---- DATA SHOWN
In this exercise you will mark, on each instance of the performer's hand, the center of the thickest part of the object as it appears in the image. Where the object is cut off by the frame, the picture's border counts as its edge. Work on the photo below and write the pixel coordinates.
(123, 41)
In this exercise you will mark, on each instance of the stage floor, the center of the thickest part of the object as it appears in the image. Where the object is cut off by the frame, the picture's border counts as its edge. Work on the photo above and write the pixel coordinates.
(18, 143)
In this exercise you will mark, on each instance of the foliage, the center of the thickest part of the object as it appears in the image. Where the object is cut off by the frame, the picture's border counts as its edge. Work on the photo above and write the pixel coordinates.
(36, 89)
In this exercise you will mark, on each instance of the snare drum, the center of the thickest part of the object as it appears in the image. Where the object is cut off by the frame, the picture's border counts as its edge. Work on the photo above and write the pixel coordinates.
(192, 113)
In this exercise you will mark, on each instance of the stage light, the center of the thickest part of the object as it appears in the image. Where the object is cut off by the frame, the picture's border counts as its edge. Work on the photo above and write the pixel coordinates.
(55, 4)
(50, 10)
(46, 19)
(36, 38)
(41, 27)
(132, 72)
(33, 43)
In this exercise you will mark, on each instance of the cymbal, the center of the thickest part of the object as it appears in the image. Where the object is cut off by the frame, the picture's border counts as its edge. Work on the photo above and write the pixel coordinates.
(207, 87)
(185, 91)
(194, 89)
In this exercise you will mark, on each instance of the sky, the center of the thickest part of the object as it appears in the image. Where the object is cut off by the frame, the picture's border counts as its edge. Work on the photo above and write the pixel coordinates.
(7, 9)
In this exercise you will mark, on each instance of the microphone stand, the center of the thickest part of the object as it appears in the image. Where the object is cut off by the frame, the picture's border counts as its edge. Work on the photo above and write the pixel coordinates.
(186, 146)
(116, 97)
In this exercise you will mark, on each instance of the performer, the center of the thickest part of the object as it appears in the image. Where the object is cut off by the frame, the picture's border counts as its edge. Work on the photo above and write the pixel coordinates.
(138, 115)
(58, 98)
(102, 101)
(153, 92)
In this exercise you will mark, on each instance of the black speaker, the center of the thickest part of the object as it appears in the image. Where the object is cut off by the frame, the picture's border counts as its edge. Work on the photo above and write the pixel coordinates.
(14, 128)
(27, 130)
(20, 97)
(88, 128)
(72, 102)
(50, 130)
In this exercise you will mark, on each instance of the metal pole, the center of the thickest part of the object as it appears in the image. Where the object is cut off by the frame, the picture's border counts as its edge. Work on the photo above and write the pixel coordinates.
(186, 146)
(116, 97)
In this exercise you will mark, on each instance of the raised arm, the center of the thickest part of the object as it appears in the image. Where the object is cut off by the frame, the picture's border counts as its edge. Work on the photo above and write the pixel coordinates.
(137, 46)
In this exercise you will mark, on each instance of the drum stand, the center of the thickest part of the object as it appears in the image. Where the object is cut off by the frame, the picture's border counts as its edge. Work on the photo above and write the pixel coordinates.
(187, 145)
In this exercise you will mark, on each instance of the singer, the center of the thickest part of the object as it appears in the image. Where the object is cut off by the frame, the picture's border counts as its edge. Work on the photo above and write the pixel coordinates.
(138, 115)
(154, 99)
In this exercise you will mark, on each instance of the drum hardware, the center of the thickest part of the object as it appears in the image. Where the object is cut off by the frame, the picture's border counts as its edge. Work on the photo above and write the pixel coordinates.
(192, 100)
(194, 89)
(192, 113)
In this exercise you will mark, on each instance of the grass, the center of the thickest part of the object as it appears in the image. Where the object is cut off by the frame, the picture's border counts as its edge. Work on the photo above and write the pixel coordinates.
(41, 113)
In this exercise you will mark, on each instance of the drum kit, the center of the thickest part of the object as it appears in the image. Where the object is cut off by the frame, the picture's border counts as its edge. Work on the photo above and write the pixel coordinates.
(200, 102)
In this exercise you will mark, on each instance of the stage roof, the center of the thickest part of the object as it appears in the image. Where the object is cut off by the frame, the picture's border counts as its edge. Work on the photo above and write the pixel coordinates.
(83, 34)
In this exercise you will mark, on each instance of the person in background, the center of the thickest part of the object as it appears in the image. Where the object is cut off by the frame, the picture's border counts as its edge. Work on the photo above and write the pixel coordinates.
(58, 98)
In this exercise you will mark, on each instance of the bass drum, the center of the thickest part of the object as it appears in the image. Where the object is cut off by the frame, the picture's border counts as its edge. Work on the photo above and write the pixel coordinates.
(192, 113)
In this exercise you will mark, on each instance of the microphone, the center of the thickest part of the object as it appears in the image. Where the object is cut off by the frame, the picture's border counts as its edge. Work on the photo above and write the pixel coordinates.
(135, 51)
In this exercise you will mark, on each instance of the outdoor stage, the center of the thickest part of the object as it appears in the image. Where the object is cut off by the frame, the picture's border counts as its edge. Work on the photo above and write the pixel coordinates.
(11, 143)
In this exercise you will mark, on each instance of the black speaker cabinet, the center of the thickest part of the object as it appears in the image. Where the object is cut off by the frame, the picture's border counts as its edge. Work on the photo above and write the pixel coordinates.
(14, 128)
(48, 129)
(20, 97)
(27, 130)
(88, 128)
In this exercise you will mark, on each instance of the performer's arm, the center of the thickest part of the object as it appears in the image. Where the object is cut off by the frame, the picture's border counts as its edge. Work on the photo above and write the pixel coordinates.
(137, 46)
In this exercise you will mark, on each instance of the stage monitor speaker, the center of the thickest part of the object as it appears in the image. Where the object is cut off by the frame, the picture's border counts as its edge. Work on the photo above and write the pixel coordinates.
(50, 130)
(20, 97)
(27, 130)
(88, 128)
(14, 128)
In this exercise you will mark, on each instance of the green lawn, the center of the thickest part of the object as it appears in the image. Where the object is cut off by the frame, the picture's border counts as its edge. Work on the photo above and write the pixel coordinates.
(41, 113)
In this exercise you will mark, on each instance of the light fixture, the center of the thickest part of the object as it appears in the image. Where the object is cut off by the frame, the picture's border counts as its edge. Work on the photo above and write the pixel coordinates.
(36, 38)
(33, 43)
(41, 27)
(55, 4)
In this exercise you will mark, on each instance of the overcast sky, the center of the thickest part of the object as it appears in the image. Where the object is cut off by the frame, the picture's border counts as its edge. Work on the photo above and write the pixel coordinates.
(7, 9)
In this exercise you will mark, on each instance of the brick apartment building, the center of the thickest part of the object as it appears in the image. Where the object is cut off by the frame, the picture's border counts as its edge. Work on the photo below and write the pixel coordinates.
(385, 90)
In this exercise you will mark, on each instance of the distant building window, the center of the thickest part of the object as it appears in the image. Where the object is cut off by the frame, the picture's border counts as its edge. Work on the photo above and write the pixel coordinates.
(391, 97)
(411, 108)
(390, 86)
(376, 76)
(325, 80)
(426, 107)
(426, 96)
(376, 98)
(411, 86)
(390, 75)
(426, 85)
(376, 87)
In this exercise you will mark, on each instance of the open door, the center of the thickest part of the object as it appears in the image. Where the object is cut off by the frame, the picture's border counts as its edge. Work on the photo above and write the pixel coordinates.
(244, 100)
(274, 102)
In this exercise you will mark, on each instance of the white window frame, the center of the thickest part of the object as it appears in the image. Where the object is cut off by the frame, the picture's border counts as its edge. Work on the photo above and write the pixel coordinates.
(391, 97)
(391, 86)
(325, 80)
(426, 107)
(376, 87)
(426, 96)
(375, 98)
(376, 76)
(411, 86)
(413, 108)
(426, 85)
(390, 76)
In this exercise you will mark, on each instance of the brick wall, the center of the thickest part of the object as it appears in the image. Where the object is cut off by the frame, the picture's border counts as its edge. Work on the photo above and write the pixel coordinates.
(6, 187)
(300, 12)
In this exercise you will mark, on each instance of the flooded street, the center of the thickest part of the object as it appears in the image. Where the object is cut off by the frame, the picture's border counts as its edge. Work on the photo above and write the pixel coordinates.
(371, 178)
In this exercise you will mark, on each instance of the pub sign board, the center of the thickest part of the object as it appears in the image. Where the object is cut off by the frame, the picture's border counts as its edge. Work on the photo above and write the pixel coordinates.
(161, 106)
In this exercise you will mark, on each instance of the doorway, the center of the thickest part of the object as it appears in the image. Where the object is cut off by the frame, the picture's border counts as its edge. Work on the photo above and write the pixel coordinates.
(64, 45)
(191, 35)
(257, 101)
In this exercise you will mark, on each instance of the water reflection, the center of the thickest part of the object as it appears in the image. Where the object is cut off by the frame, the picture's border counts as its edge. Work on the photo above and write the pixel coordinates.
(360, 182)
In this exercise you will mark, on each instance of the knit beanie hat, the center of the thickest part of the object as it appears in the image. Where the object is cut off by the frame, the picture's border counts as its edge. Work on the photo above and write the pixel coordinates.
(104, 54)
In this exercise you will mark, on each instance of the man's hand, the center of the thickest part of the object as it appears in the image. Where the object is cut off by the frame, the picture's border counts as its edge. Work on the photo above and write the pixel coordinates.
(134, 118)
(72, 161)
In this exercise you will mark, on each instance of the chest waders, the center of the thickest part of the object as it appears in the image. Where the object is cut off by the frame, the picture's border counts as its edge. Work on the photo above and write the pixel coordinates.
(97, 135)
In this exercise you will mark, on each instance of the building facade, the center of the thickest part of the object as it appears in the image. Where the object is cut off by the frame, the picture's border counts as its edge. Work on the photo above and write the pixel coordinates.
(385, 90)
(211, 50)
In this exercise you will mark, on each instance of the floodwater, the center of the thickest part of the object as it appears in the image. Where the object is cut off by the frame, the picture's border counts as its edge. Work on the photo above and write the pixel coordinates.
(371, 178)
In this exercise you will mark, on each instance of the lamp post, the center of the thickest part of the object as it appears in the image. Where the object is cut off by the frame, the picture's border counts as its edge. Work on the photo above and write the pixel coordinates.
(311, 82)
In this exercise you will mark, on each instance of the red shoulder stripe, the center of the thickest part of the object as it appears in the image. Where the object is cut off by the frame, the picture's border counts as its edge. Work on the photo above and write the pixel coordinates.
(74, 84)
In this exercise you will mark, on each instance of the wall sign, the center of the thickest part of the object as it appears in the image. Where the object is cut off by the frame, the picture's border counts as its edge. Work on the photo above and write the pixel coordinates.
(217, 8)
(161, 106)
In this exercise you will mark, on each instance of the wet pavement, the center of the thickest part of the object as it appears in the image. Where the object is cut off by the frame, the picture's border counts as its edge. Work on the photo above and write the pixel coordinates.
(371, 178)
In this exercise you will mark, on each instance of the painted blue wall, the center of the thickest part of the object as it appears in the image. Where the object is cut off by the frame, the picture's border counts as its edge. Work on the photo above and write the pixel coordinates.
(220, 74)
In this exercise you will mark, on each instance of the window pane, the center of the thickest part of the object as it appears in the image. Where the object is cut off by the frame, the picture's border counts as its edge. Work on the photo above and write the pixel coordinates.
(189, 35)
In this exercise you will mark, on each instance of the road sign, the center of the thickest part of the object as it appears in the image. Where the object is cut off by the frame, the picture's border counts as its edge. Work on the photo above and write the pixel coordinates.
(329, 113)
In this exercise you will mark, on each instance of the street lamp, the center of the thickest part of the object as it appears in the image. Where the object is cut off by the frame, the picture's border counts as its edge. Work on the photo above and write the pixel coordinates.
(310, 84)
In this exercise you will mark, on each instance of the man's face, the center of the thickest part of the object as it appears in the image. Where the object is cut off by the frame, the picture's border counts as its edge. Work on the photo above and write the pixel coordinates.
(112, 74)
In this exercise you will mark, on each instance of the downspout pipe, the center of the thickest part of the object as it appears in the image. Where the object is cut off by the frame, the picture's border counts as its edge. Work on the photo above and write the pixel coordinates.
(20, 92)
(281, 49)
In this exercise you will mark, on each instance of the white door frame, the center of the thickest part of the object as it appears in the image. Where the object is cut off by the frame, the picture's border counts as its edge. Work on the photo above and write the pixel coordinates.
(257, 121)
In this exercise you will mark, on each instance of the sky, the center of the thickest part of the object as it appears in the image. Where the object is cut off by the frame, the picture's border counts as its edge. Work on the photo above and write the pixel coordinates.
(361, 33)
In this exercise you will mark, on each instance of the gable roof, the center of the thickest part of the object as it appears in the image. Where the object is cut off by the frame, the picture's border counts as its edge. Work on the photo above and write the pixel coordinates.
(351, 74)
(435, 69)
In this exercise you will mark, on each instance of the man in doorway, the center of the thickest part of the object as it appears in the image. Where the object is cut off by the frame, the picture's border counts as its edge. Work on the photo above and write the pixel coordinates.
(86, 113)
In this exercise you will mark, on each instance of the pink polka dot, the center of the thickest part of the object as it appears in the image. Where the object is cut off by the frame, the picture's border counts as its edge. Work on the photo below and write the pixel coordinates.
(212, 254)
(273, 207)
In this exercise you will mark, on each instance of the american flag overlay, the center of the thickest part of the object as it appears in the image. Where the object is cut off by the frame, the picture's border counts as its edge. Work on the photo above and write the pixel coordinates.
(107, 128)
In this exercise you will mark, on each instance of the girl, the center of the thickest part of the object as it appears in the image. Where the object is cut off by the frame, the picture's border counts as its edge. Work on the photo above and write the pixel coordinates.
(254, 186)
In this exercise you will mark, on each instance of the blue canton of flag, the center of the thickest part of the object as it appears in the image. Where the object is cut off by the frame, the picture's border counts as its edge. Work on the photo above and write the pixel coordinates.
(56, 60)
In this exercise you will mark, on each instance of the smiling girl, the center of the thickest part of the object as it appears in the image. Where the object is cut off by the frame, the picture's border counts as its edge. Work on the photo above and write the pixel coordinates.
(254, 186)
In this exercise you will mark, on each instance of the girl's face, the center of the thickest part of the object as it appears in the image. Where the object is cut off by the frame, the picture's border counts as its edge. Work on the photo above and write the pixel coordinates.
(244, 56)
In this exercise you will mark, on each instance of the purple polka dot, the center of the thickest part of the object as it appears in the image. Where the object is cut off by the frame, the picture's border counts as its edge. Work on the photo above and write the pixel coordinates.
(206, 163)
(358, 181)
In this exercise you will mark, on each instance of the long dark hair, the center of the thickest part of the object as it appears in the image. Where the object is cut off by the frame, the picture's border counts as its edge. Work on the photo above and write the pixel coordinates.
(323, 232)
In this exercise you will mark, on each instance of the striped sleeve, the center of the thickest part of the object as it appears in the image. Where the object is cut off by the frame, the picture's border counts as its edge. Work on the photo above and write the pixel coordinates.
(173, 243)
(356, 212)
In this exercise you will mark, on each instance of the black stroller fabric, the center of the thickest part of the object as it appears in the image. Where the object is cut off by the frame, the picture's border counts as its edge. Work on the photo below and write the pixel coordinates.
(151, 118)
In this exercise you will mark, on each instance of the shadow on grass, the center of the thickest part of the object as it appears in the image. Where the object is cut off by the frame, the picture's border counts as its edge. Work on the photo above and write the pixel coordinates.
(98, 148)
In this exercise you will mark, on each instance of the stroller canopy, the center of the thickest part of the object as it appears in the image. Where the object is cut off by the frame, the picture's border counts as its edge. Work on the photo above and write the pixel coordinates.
--------
**OBJECTIVE:** Return only the lines running from the line with "of the striped" to the last line of the records, both included, exactly as written.

**CORRECT OUTPUT:**
In this exercise you will mark, on each instance of the striped sleeve, the center of the thickest part of the object as it appears in the image. Where the object is cut off by the frame, the picture's border counts as its edge. Work on the photo above and write the pixel coordinates.
(173, 243)
(356, 212)
In this exercise you will mark, on each instance of the black stroller fabric, the center of the thickest part of the object as it appears in the image. Where the object is cut off by the frame, the picture's border counts as its edge. Work on the photo below and write the pixel coordinates.
(151, 118)
In this exercise you will mark, on each instance of the shadow on grass, the center of the thickest part of the object as it appears in the image. Where the object is cut off by the frame, the picture's border counts as its edge. Work on the photo above and write the pixel coordinates.
(98, 148)
In this exercise you will mark, on each instance of the stroller canopy, the center of the thickest part of the object as it appears in the image. Where the object is cut off by the frame, the picture's border counts as its edge. Work on the photo above and write the pixel coordinates.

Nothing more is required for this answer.